YOUR GOAL. Using the listing below, please gather every line containing the word "each".

......

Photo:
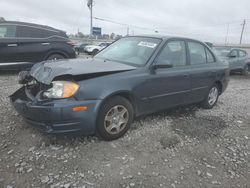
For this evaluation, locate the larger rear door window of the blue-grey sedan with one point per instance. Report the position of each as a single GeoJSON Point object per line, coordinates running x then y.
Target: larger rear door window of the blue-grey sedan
{"type": "Point", "coordinates": [197, 53]}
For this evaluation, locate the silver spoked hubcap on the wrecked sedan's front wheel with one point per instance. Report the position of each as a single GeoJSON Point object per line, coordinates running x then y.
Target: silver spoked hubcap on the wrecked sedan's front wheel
{"type": "Point", "coordinates": [116, 119]}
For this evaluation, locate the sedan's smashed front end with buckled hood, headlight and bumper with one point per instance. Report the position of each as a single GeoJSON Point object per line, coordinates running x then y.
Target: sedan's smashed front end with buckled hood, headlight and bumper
{"type": "Point", "coordinates": [48, 98]}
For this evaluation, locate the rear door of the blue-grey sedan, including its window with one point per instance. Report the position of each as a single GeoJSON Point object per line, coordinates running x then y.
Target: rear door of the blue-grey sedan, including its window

......

REPLY TO THE EXERCISE.
For this evaluation, locate the larger rear door window of the blue-grey sedan with one point per instance. Report the position of each as a single GeoJSON Point object per line, coordinates running x then y.
For this evaluation, locate the silver spoked hubcap on the wrecked sedan's front wheel with one point per instance. Report the position of each as a single GeoJSON Point object per line, coordinates running x then y.
For this evaluation, locate the sedan's smashed front end with buckled hood, headlight and bumper with one point per instance. Report the position of each as a single GeoJSON Point object per line, coordinates running x then y.
For this evaluation, locate the rear door of the blue-grey sedan, including its window with one point per instance. Report the position of each as a single GeoJSON Point object per line, coordinates running x then y.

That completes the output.